*** RECORDS PROVIDED Section Begins ***
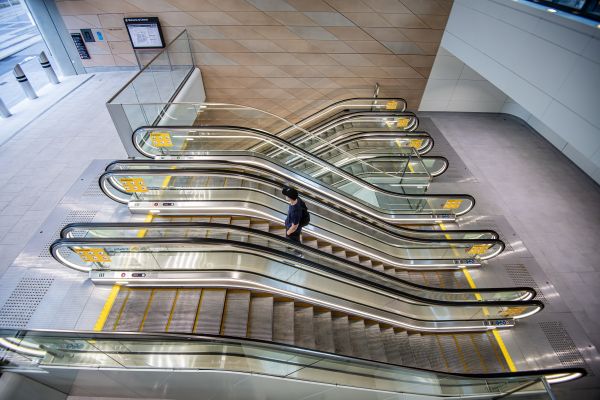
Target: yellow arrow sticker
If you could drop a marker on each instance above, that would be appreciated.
(391, 105)
(93, 255)
(452, 204)
(134, 185)
(478, 249)
(161, 139)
*** RECORDS PROVIDED Section Ends ***
Give again only the lines of the material above that run from the one with "If you could" through the end, both included, exactly as they appear.

_TASK SOLUTION:_
If you could drop a marker on each instance above, that would be appreciated.
(391, 105)
(93, 255)
(452, 204)
(134, 185)
(478, 249)
(161, 139)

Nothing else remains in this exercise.